Texte retenu ->
· · · · ·

Pour reprendre ses mots, elle a alors décidé « de vivre dans la vraie vie ». Un soir d’août, elle est sortie seule dans un bar où elle a échangé avec trois hommes, dont un avec qui elle a terminé la soirée. « Au moins, je n’étais pas dans mon salon à swiper des faces ! », ajoute-t-elle.

Gabie ne pense pas utiliser à nouveau les applications de rencontres, entre autres parce qu’elle se sent beaucoup mieux avec elle-même depuis qu’elle a fermé son compte. « Se retrouver maître de sa vie, ne plus perdre de temps dans les applications quand ça ne nous convient pas, ça peut nous redonner de l’énergie », dit Geneviève Labelle.

C’est très énergivore d’être sur une application. Il faut savoir si c’est ce qu’on veut faire de notre temps.

Geneviève Labelle, sexologue

Selon le psychologue Johan Autruc-C., les sites de rencontres en ligne sont un outil supplémentaire pour les personnes à la recherche d’une relation amoureuse ou affective. C’est à chaque personne de jauger si c’est fait pour elle.

« Est-ce que certaines personnes font de mauvais usages de ces applications ? On peut dire oui, avance-t-il. Est-ce que, par contre, ça veut dire que ce sont ces applications qui provoquent certaines problématiques chez ces personnes-là ? Pas sûr. Je ne pense pas qu’elles viennent corrompre les relations humaines. »

* Prénom fictif, pour préserver leur anonymat

« Pas de sexe du tout ? »

À une époque où le sexe est omniprésent, pratiquer l’abstinence suscite la curiosité. En tentant l’expérience pendant 50 jours, notre journaliste a pu mûrir sa réflexion et lancer la discussion avec plusieurs femmes.

Annoncer qu’on pratique l’abstinence volontaire suscite un lot de remarques. « Comment vas-tu faire ? », « pas de sexe du tout ? », « mais… pourquoi ? ».

Ce n’est pas le fait qu’on se prive de toute forme de drague qui suscite les exclamations ou les interrogations, mais bien le fait de se priver de sexualité. Et pourtant, nos besoins affectifs sont loin d’être négligeables.

Dans les témoignages recueillis, personne n’a confié avoir de la difficulté à vivre sans relations sexuelles. Bien sûr, dans les premiers jours, cette décision peut susciter des craintes (dont celle d’avoir les hormones dans le tapis), mais elles se dissipent rapidement. Les femmes se disent fières de prendre soin d’elles, de se concentrer sur leurs objectifs, etc.

Il y a aussi des avantages, comme de ne pas ressentir de stress lié à la recherche de partenaire ou de ne vivre aucune déception découlant d’une mauvaise rencontre ou expérience sexuelle.

Et pour les besoins physiques, elles peuvent s’adonner au plaisir solitaire.

· · · · ·

Données extraites ->

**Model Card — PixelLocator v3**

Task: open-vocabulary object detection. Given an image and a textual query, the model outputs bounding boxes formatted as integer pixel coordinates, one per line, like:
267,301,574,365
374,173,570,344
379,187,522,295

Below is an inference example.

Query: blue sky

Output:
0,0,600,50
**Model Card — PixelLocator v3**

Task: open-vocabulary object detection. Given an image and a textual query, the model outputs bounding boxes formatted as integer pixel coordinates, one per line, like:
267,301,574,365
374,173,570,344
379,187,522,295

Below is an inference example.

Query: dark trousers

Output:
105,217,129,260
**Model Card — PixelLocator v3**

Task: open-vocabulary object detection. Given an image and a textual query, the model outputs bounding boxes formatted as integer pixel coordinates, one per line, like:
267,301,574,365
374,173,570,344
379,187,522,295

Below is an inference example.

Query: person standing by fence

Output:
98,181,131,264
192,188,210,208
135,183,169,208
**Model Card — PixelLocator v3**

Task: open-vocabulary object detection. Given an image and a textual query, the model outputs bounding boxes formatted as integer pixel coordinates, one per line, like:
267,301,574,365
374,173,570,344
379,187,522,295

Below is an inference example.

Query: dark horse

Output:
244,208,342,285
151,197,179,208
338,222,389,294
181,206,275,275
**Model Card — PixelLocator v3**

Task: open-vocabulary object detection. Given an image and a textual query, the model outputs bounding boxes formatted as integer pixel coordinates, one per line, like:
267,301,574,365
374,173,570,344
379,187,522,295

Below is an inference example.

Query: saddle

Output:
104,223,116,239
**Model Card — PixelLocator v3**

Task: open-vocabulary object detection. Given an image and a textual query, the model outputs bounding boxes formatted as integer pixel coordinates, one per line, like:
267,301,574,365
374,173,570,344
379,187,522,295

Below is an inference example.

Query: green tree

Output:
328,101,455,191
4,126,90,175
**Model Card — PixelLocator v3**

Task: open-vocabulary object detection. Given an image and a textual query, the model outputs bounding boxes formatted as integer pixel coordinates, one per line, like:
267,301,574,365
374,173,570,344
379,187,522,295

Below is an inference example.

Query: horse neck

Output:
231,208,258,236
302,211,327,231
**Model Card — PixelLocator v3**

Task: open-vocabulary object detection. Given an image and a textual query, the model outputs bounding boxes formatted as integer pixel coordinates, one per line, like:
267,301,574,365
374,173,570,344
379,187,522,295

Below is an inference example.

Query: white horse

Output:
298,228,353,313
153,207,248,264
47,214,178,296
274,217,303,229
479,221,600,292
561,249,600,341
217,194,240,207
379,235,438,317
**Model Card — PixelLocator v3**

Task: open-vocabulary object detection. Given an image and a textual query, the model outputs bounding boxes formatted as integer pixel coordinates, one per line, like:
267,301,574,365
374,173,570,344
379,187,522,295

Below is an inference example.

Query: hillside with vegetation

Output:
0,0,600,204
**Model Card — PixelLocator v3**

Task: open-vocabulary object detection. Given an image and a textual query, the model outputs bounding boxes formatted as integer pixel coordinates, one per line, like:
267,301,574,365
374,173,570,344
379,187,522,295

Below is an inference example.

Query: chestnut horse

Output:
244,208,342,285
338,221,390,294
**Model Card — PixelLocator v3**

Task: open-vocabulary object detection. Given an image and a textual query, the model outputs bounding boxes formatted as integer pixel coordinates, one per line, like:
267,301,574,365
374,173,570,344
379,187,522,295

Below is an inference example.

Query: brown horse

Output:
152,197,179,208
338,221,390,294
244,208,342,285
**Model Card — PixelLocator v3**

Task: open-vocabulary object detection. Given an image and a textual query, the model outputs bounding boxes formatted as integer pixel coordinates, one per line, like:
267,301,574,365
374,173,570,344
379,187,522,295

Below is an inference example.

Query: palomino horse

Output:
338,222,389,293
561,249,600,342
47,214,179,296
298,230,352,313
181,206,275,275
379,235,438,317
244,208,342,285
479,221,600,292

· · · · ·

Consignes ->
1. Recopiez le texte sur les applications de rencontres et l'abstinence depuis « Dans les témoignages » jusqu'à « leurs objectifs, etc. » inclus.
2. Poursuivez le texte sur les applications de rencontres et l'abstinence à partir de sa dernière phrase.

Corrigé ->
1.
Dans les témoignages recueillis, personne n’a confié avoir de la difficulté à vivre sans relations sexuelles. Bien sûr, dans les premiers jours, cette décision peut susciter des craintes (dont celle d’avoir les hormones dans le tapis), mais elles se dissipent rapidement. Les femmes se disent fières de prendre soin d’elles, de se concentrer sur leurs objectifs, etc.

2.
PHOTO ALAIN ROBERGE, LA PRESSE

La Dre Élise Dubuc, gynécologue et candidate au doctorat en sexologie

La Dre Élise Dubuc, gynécologue et candidate au doctorat en sexologie, souligne d’ailleurs que « c’est nouveau que les femmes prennent leur sexualité en main ». Elle déboulonne aussi le mythe selon lequel les femmes auraient moins de besoins sexuels que les hommes.

« On parle moins dans les médias du besoin de sexualité des femmes, explique la Dre Dubuc. Lorsqu’on en parle, on va souvent aller vers des termes qui sont péjoratifs comme de les traiter de nymphomanes. Alors que d’un point de vue strictement fonctionnel, il n’y a pas de raison qu’un genre ait plus de besoins sexuels que l’autre. »

Apprendre le plaisir solitaire

Le cas de Stéphanie Dupuis est un bon exemple : lorsqu’elle pense à la vie sexuelle qu’elle avait avant de s’accorder une pause de partenaire, elle se remémore plusieurs expériences désagréables, dont certaines au sein même de sa dernière relation amoureuse.

Malheureusement, je n’avais plus une vision très positive de l’acte sexuel.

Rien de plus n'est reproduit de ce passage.